• Task details
Once you reach the line containing "the white ceiling", write out that line and every remaining line of the records exactly.

::: Data extract :::

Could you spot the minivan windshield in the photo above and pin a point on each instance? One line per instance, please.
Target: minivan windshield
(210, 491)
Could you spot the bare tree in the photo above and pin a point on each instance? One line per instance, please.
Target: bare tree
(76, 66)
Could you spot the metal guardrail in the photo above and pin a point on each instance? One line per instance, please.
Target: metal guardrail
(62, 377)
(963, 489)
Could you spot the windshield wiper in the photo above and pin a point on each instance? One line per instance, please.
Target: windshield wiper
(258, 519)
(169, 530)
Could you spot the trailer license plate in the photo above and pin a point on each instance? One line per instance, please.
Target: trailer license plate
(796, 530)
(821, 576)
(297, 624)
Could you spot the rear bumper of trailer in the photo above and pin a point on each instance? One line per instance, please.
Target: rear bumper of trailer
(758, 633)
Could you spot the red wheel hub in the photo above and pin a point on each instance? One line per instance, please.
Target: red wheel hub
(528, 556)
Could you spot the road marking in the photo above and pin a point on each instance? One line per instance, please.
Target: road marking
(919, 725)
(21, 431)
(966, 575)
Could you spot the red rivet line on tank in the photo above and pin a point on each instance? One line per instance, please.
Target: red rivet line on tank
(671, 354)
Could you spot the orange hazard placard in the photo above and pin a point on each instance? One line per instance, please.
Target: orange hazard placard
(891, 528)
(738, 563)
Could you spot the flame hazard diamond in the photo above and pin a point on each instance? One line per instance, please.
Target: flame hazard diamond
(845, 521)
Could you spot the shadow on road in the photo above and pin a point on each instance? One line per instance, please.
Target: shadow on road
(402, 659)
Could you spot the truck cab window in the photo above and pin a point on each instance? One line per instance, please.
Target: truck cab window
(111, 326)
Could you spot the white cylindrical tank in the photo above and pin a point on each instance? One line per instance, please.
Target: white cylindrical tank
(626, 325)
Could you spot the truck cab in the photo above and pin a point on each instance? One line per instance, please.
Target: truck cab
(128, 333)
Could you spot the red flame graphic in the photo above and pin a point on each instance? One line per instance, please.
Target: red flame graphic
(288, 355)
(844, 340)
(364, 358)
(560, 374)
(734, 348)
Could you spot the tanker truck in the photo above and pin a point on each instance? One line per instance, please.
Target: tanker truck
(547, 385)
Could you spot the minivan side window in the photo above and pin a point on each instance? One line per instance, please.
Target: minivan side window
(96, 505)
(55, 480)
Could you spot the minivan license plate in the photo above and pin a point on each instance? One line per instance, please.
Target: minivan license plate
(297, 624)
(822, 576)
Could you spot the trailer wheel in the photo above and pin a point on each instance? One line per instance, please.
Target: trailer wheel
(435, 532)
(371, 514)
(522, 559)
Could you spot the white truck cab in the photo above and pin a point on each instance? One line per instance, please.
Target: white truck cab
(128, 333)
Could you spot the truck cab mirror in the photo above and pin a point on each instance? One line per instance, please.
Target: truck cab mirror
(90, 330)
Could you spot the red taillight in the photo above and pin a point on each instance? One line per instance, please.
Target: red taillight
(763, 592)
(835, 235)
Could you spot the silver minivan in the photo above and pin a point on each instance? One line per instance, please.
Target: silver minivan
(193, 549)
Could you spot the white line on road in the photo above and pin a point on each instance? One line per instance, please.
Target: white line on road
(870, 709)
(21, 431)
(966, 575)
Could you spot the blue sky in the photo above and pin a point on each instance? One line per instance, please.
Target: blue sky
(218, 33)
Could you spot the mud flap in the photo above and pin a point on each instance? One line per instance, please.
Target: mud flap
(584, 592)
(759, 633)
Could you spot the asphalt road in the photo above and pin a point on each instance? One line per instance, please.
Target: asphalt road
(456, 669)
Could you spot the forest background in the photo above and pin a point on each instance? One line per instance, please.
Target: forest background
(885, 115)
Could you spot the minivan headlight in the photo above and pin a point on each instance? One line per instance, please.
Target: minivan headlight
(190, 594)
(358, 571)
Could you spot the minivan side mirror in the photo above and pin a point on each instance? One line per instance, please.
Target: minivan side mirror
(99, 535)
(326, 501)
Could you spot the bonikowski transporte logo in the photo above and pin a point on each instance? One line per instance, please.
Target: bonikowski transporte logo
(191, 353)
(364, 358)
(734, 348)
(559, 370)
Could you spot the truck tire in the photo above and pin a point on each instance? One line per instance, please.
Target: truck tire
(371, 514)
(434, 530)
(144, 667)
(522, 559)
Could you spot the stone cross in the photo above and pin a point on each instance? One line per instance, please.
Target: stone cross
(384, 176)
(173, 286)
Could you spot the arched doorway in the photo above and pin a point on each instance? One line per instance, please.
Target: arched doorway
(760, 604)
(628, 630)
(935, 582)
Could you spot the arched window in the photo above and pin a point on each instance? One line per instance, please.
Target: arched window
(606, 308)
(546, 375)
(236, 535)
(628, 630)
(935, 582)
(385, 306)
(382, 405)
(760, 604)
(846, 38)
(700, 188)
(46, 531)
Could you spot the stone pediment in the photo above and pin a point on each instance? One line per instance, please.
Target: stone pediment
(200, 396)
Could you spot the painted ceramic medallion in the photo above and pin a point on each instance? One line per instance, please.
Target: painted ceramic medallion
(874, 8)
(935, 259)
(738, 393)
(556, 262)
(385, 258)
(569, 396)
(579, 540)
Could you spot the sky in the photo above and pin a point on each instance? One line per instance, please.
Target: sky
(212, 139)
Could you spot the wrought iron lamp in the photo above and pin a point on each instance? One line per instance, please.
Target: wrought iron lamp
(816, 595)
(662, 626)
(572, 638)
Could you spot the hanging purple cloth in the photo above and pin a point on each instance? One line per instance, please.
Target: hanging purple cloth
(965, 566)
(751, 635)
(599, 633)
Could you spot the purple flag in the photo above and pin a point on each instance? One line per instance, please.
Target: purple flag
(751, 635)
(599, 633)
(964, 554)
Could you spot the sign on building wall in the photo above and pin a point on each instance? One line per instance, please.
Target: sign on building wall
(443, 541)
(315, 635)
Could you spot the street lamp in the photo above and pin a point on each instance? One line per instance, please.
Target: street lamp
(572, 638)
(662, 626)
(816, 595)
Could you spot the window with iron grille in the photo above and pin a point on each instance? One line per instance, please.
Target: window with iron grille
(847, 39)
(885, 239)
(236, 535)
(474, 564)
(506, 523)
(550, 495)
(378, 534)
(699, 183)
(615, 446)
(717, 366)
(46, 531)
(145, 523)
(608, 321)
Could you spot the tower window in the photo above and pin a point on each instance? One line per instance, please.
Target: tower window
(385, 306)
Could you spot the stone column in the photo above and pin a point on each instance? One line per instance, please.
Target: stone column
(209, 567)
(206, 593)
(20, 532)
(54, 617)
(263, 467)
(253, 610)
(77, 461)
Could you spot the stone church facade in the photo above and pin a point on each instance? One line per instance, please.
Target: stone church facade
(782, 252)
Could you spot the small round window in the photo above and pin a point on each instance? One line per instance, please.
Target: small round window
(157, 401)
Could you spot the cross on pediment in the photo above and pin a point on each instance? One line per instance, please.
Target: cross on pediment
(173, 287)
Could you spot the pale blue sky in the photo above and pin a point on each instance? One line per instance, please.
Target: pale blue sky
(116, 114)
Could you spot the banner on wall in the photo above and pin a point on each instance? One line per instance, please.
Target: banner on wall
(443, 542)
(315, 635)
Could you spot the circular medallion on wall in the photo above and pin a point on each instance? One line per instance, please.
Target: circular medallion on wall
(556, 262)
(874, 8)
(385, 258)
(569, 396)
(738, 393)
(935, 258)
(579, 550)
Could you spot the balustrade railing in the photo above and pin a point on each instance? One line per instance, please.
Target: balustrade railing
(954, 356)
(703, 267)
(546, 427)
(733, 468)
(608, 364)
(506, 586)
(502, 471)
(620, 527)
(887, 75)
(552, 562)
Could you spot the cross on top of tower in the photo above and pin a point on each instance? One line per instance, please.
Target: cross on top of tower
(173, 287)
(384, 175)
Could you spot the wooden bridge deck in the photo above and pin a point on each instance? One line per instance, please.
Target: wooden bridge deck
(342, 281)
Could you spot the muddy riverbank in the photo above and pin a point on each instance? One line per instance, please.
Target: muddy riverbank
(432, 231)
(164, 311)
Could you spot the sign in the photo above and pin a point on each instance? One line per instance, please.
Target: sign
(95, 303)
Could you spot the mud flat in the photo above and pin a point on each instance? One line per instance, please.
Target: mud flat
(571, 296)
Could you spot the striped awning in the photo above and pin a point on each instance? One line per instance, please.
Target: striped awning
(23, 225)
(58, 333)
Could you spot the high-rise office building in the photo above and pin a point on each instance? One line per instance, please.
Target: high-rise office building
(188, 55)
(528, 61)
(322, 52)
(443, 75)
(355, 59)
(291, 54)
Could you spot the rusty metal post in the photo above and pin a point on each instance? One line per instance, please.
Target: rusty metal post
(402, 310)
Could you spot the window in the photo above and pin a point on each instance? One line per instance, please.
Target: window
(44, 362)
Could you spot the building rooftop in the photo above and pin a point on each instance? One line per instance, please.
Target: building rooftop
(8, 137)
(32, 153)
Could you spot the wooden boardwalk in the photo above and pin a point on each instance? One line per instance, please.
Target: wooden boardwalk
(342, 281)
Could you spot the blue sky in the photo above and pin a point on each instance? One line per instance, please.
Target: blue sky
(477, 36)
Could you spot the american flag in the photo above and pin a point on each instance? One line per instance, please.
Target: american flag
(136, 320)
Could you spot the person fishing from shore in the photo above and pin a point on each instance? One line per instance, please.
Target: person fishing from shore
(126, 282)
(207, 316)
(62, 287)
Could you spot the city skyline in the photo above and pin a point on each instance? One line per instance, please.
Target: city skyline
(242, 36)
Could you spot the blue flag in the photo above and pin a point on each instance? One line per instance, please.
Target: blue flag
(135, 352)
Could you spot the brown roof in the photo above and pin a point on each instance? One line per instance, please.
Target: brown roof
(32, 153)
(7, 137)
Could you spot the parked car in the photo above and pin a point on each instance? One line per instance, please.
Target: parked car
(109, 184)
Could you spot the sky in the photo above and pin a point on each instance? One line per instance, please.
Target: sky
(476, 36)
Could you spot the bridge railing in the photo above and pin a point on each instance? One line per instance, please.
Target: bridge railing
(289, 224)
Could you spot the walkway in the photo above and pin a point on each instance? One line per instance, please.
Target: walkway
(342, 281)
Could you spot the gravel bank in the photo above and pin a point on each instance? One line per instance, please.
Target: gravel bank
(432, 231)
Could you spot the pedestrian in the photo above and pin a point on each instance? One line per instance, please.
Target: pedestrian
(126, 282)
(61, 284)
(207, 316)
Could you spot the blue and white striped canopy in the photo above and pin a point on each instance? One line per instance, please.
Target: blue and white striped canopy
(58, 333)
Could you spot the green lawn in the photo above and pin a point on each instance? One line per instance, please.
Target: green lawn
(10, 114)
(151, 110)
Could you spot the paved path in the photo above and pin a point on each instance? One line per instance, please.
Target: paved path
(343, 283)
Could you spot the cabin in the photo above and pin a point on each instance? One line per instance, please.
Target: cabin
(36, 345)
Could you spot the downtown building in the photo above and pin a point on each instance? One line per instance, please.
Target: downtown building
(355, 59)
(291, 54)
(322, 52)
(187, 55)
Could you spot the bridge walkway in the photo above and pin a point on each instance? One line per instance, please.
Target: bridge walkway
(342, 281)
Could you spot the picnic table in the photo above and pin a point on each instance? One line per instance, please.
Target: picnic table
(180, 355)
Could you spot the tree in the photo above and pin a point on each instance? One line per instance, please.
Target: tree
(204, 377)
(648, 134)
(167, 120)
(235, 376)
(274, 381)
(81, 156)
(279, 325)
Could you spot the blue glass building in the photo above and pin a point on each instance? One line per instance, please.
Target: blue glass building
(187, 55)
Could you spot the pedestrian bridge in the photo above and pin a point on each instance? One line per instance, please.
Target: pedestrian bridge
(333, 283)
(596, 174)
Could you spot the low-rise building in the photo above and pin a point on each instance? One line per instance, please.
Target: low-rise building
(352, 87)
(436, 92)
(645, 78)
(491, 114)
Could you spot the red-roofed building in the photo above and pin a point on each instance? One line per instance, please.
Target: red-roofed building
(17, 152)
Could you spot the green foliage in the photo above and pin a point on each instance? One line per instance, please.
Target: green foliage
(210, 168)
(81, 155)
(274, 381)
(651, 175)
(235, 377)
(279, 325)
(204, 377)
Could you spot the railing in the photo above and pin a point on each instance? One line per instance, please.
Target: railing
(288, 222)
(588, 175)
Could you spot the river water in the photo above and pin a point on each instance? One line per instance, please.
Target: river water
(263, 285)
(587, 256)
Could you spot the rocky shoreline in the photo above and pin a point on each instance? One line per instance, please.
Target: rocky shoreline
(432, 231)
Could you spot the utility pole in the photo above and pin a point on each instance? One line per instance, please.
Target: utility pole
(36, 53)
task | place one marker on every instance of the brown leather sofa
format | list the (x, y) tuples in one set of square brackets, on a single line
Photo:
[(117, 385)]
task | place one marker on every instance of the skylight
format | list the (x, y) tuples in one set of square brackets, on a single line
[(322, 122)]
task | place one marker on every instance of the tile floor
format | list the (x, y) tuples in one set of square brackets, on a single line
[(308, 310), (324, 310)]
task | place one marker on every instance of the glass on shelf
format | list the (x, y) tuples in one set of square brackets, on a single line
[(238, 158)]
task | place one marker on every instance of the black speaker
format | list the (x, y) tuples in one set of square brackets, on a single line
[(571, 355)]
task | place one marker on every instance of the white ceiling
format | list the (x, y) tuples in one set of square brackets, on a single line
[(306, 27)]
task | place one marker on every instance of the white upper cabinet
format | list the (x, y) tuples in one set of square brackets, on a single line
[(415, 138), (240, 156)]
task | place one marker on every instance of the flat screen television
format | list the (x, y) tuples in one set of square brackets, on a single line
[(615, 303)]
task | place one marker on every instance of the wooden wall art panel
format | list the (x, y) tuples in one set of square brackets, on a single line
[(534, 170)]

:::

• Final answer
task | place one marker on every instance of the white ceiling
format | list the (x, y) tuples in one set of square brackets, on a single line
[(306, 27)]
task | place one marker on every instance of the white upper cabinet
format | list the (x, y) tuples in one set of square brackets, on a single line
[(415, 138), (240, 156)]
task | place one marker on every instance of the flat screen television
format | list the (x, y) tuples in one set of square brackets, on a single line
[(615, 303)]
task | place one marker on every instance of the wooden wall art panel
format | list the (x, y) tuples in one set of square brackets, on a single line
[(534, 170)]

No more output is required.